What needs to be done: Would you set down each line of the data below exactly?

Records for this task:
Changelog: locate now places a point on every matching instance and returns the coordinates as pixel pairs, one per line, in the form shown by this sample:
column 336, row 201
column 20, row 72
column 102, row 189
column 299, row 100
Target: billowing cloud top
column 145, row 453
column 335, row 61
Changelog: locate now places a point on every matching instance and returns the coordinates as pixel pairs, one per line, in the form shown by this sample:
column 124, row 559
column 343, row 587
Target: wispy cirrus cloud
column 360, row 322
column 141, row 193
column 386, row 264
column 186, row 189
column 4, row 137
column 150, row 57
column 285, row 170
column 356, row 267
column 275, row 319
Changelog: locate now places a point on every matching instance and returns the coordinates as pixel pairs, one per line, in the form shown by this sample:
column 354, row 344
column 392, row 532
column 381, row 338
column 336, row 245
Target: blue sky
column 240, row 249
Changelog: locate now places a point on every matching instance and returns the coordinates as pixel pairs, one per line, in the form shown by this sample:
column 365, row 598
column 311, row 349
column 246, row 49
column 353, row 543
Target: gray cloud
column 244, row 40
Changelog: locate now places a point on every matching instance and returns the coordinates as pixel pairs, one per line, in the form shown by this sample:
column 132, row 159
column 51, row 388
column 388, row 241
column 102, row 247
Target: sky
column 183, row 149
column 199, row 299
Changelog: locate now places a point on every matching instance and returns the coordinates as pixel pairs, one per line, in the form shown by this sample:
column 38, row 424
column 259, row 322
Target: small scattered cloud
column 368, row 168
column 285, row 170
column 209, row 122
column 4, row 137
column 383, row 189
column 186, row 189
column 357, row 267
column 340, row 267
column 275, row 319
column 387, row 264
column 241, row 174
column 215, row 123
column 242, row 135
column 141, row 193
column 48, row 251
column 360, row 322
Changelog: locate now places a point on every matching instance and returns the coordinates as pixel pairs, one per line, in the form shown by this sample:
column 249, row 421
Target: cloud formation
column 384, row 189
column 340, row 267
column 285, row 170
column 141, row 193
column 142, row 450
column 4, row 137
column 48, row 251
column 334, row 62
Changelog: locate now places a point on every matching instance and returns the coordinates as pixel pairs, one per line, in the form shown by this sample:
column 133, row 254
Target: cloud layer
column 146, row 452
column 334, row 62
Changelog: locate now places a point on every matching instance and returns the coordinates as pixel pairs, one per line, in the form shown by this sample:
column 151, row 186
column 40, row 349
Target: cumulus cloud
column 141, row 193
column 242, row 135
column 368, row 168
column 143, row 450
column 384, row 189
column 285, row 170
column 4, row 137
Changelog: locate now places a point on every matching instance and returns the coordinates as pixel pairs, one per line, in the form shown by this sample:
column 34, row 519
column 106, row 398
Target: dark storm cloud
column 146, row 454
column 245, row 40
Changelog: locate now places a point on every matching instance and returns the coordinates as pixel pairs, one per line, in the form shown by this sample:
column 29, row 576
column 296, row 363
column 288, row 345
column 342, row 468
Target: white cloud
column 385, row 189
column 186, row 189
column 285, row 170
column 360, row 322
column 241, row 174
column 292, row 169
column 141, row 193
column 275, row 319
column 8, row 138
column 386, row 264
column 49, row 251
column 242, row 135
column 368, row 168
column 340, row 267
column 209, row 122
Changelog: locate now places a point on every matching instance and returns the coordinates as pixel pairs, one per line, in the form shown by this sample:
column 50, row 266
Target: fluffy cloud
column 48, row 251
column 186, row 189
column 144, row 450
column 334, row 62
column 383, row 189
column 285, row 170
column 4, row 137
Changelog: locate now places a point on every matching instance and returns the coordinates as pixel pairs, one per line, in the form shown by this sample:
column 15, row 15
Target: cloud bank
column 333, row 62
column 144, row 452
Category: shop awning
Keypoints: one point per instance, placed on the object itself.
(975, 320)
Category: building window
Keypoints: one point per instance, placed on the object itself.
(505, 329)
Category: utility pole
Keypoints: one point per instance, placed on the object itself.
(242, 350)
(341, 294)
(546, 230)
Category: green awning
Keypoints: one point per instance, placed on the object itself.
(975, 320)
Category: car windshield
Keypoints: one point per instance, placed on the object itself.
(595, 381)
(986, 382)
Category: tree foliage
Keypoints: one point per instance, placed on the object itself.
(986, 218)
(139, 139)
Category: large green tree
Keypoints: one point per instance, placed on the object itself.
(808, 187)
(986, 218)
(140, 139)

Solution:
Changelog: locate now places a point on every matching instance and returns the coordinates as pixel pairs, one per line, in the form shown by this sample:
column 336, row 201
column 20, row 72
column 102, row 189
column 299, row 100
Target: billowing cloud top
column 145, row 453
column 335, row 61
Changelog: locate now places a point on every matching instance and returns the coordinates as pixel pairs, one per line, in the form shown by this sample:
column 124, row 559
column 343, row 587
Target: wispy cirrus cloud
column 360, row 322
column 141, row 193
column 386, row 264
column 186, row 189
column 4, row 137
column 150, row 57
column 285, row 170
column 356, row 267
column 275, row 319
Changelog: locate now places a point on every matching instance and returns the coordinates as pixel pairs, one per line, in the form shown by this sample:
column 354, row 344
column 392, row 532
column 381, row 338
column 336, row 245
Target: blue sky
column 240, row 249
Changelog: locate now places a point on every matching instance and returns the coordinates as pixel pairs, one per line, in the form shown by this sample:
column 365, row 598
column 311, row 349
column 246, row 49
column 353, row 543
Target: gray cloud
column 244, row 40
Changelog: locate now places a point on every matching instance and returns the coordinates as pixel pairs, one per line, in the form shown by this sample:
column 132, row 159
column 51, row 388
column 388, row 241
column 102, row 247
Target: sky
column 183, row 149
column 199, row 299
Changelog: locate now places a point on every matching instance and returns the coordinates as pixel pairs, one per line, in the form shown by this sample:
column 38, row 424
column 259, row 322
Target: small scattered cloud
column 368, row 168
column 285, row 170
column 209, row 122
column 4, row 137
column 383, row 189
column 186, row 189
column 357, row 267
column 340, row 267
column 275, row 319
column 387, row 264
column 241, row 174
column 215, row 123
column 242, row 135
column 141, row 193
column 48, row 251
column 360, row 322
Changelog: locate now places a point on every matching instance and returns the coordinates as pixel pairs, one per line, in the form shown by this sample:
column 249, row 421
Target: cloud formation
column 384, row 189
column 340, row 267
column 285, row 170
column 141, row 193
column 142, row 450
column 4, row 137
column 48, row 251
column 334, row 62
Changelog: locate now places a point on every matching instance and returns the coordinates as pixel pairs, one per line, in the form shown by this sample:
column 133, row 254
Target: cloud layer
column 146, row 452
column 334, row 62
Changelog: locate now places a point on every matching instance and returns the coordinates as pixel pairs, one per line, in the form shown by this sample:
column 151, row 186
column 40, row 349
Target: cumulus cloud
column 141, row 193
column 242, row 135
column 368, row 168
column 143, row 450
column 384, row 189
column 285, row 170
column 4, row 137
Changelog: locate now places a point on every matching instance and returns the coordinates as pixel pairs, one per line, in the form shown by this sample:
column 34, row 519
column 106, row 398
Target: dark storm cloud
column 146, row 454
column 245, row 40
Changelog: locate now places a point on every matching instance and returns the coordinates as pixel pairs, one per line, in the form shown by this sample:
column 29, row 576
column 296, row 363
column 288, row 345
column 342, row 468
Target: white cloud
column 385, row 189
column 186, row 189
column 285, row 170
column 360, row 322
column 241, row 174
column 292, row 169
column 141, row 193
column 275, row 319
column 8, row 138
column 386, row 264
column 49, row 251
column 242, row 135
column 368, row 168
column 340, row 267
column 209, row 122
Changelog: locate now places a point on every matching instance and returns the coordinates as pixel pairs, one per line, in the form shown by this sample:
column 50, row 266
Target: fluffy cloud
column 48, row 251
column 186, row 189
column 144, row 450
column 334, row 62
column 383, row 189
column 285, row 170
column 4, row 137
Changelog: locate now places a point on every matching instance and returns the coordinates as pixel pairs, one per line, in the form shown by this sample:
column 15, row 15
Target: cloud bank
column 333, row 62
column 144, row 452
Category: shop awning
Keypoints: one point per instance, placed on the object itself.
(975, 320)
Category: building window
Keypoints: one point per instance, placed on the object itself.
(505, 329)
Category: utility pole
Keypoints: one point per instance, placed on the object itself.
(242, 350)
(341, 294)
(546, 230)
Category: green awning
Keypoints: one point per instance, placed on the object itself.
(975, 320)
Category: car windshield
Keypoints: one point per instance, placed on the object itself.
(595, 381)
(986, 382)
Category: tree foliage
Keypoints: one point per instance, placed on the object itself.
(986, 218)
(139, 139)
Category: large green tree
Keypoints: one point per instance, placed on the object itself.
(808, 187)
(986, 218)
(140, 139)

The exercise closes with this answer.